Hi,
I am seeing unexpected behavior with Cooperative Groups and I would like to ask for clarification.
I have a kernel launched with 128 threads per block. Inside the kernel I create a tiled partition of size 64:
**namespace cg = cooperative_groups;
__global__ void my_kernel(...)
{
auto block = cg::this_thread_block();
auto tile64 = cg::tiled_partition<64>(block);
**
// work**
tile64.sync();
**
// more work**
}**
My expectation is that tile64.sync() should synchronize only the 64 threads belonging to each tile.
However, in my test it looks like sync() on the first 64-thread tile is also waiting for the other 64 threads in the block. In other words, it behaves as if the synchronization is block-wide, or at least coupled across the two 64-thread tiles.
What I observe is:
-
Kernel uses 128 threads per block.
-
tiled_partition<64>(block)creates two 64-thread tiles. -
tile64.sync()appears to stall until both halves of the block reach the synchronization point. -
If I change the implementation to use 32-thread groups instead, the behavior is fine and I do not see this issue.
So I would like to understand:
-
Is
thread_block_tile<64>::sync()guaranteed to wait only for the 64 threads in that tile? -
Or can the implementation internally use a block-wide barrier / block-wide participation when tile size is 64?
-
Is there any architecture-dependent behavior here?
-
Are there restrictions or caveats for
tiled_partition<64>that do not apply totiled_partition<32>?
I am especially interested in whether this is:
-
expected behavior,
-
a limitation of the implementation,
-
or a bug / unsupported usage pattern.
I’m using CUDA13 and NVIDIA RTX A6000
I’ve asked 4 LLMs and they consistently say that from hardware point of view sync is possible only up to 32threads and suggested to not sync on tiles larger than 32…
Thanks.

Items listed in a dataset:
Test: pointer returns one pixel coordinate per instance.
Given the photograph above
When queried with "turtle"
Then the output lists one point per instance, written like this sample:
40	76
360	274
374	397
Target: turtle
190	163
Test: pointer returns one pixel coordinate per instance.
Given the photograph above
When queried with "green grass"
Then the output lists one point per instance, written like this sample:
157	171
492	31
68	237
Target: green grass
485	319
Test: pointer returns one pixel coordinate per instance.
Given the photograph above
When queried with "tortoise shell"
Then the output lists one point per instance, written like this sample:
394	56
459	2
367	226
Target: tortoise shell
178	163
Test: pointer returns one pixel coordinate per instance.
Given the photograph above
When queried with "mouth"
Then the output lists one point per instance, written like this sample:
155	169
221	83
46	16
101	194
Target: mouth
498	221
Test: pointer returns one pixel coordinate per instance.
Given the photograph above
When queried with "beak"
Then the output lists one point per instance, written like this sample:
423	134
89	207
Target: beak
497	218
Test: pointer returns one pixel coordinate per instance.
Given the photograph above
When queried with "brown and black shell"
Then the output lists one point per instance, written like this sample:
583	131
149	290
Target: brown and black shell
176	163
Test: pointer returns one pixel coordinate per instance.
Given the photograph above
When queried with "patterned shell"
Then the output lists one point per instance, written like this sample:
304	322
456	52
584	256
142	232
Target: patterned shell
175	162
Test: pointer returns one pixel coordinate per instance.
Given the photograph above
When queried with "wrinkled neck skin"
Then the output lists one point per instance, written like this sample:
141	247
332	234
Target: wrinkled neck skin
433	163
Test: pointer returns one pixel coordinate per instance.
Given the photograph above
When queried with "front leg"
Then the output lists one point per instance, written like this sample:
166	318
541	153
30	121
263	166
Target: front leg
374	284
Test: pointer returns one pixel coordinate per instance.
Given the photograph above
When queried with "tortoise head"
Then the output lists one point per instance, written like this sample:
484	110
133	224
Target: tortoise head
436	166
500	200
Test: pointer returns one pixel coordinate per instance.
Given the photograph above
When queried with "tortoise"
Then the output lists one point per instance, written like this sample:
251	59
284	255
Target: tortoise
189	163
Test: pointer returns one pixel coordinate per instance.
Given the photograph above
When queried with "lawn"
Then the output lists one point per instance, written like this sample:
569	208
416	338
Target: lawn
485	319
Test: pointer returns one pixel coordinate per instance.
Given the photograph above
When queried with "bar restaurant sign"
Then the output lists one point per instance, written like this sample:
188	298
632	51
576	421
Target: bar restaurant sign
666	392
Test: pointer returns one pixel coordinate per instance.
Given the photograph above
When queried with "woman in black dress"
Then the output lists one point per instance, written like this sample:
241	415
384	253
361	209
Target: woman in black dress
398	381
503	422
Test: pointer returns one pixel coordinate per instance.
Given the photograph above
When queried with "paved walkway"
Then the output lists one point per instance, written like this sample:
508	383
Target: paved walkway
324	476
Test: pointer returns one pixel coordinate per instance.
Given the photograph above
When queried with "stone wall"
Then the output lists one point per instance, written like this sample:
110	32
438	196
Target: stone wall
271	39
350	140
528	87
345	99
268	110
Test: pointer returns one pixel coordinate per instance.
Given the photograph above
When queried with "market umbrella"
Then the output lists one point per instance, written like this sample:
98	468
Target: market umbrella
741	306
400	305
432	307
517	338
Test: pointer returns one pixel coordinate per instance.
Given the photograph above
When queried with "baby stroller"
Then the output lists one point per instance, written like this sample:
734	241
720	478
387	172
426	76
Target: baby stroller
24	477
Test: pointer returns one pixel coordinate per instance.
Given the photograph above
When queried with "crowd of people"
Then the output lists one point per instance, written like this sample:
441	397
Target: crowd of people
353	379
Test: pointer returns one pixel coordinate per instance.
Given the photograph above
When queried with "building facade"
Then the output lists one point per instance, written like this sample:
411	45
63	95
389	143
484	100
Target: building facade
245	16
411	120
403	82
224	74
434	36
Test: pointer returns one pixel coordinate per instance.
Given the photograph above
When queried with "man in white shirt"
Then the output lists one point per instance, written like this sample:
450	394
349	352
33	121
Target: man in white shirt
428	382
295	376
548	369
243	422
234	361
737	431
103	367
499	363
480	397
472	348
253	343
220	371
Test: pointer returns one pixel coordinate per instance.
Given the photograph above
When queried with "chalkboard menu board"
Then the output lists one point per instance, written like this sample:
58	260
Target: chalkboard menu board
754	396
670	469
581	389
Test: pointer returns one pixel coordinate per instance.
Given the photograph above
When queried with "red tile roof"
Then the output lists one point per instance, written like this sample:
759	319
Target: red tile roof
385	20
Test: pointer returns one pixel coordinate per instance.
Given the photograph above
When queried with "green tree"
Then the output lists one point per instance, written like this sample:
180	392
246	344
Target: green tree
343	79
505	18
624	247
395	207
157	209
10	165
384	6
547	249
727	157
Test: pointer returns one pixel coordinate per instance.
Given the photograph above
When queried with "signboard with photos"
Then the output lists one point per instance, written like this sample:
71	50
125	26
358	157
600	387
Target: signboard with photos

Exercise aim: Rewrite the forum thread on Cooperative Groups from "What I observe" to "see this issue.", replacing "stall" with "hang". The data has nothing to do with the forum thread on Cooperative Groups.

Exercise response:
What I observe is:
-
Kernel uses 128 threads per block.
-
tiled_partition<64>(block)creates two 64-thread tiles. -
tile64.sync()appears to hang until both halves of the block reach the synchronization point. -
If I change the implementation to use 32-thread groups instead, the behavior is fine and I do not see this issue.